▶ **Listed records**:
--- Begin ---

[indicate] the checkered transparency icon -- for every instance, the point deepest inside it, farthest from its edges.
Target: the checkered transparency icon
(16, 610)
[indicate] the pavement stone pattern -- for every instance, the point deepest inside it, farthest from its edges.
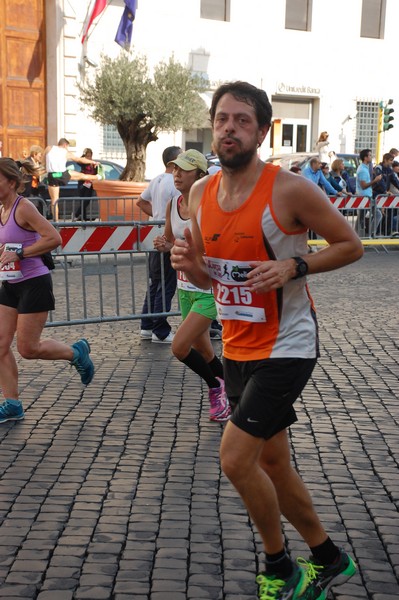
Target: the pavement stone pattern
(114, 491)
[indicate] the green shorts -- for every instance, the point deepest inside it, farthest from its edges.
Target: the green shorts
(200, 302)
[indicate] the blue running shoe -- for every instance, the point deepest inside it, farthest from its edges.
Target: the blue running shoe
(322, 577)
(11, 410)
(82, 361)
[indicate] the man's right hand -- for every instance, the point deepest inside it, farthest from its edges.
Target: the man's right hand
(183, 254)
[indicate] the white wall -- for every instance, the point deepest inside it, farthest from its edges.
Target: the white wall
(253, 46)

--- End ---
--- Begin ---

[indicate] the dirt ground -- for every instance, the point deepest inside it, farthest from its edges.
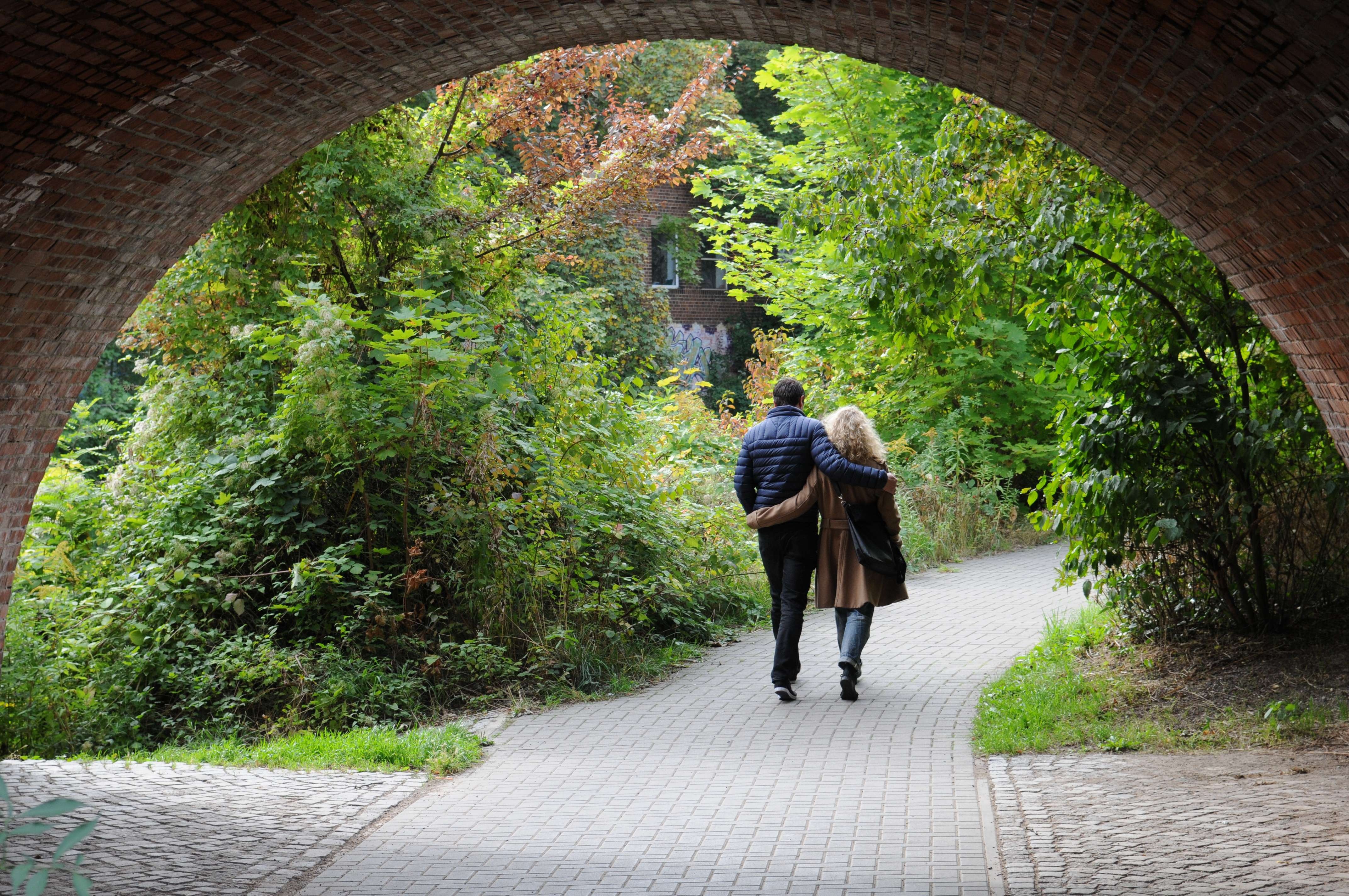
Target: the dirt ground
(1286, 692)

--- End ---

▶ **What the task requires**: Pull out every line of the listing above that contains the word "green".

▶ **Result**:
[indicate] the green shorts -- for every instance, the point deepest inside it, farthest from its edges.
Target: the green shorts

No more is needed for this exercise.